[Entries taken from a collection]
↓↓↓
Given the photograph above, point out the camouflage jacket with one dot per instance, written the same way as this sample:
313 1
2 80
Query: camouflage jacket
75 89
↑↑↑
▶ [Your assignment]
Write out the records in full, exactly as they appear above.

▶ [Output for this task]
Given the photograph above, point out the camouflage jacket with one dot per instance, written the same way as this sample:
313 1
2 80
Query: camouflage jacket
75 89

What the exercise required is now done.